Could you return only the lines that run from the line with "Would you please identify the rippled" through the final line of the data, exactly as they stand?
┌─ Records for this task
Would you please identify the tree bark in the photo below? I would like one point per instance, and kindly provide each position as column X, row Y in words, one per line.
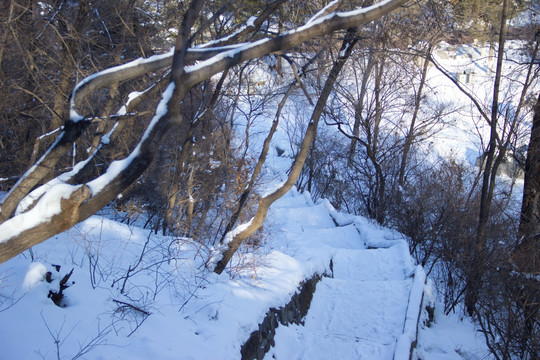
column 476, row 262
column 122, row 173
column 264, row 204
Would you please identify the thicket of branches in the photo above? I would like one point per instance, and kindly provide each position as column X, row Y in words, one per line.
column 194, row 172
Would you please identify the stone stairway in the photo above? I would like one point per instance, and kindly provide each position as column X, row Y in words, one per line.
column 359, row 312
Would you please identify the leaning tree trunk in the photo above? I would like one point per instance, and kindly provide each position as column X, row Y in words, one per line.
column 526, row 255
column 476, row 263
column 73, row 204
column 236, row 238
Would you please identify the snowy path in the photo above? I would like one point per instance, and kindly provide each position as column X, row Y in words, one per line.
column 360, row 312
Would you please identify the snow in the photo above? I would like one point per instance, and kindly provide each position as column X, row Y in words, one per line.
column 47, row 206
column 367, row 307
column 116, row 167
column 36, row 273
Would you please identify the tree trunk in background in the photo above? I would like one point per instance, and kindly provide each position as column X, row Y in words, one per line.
column 476, row 262
column 409, row 138
column 265, row 202
column 526, row 255
column 359, row 108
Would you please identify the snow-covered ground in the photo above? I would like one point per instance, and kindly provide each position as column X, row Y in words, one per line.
column 360, row 312
column 118, row 307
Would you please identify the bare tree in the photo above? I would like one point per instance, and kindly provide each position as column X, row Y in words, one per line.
column 58, row 205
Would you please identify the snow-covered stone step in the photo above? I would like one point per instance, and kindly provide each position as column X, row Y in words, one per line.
column 347, row 320
column 392, row 263
column 301, row 218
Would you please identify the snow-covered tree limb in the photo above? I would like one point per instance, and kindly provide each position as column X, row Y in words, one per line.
column 86, row 199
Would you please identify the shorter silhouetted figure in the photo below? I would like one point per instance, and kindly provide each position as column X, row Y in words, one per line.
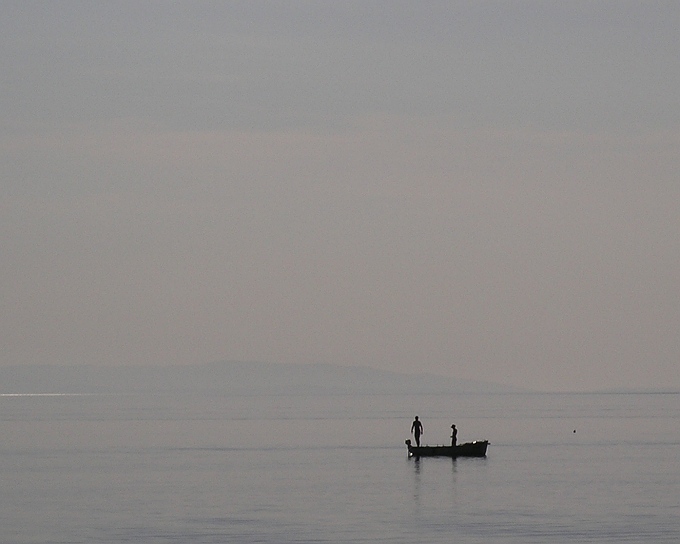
column 417, row 430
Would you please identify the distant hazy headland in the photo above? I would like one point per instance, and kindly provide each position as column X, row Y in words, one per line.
column 236, row 378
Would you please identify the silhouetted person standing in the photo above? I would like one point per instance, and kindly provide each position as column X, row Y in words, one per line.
column 417, row 430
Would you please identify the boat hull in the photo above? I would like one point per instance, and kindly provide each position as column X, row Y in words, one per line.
column 469, row 449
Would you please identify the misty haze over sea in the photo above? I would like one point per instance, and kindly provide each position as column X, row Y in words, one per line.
column 237, row 378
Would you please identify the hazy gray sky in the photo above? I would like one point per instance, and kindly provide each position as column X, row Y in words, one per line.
column 488, row 190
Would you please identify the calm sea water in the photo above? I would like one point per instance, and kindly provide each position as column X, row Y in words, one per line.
column 165, row 469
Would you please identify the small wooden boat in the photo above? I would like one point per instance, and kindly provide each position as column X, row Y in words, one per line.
column 469, row 449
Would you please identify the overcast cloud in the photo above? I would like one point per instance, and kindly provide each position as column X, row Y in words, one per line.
column 488, row 190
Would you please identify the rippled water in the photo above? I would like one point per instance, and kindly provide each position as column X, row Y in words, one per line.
column 334, row 469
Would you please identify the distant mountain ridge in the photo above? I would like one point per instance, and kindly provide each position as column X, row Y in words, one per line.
column 226, row 377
└─
Response box:
Would you please identify the rippled water in the photo above? I would like one point per instance, and kindly provide each position as column X, row Y in words, one per line.
column 334, row 469
Would you please identify the distant mountain ridge in the photo above? I would like one point per instance, and kindly provide each position as column X, row Y in words, one per line.
column 226, row 377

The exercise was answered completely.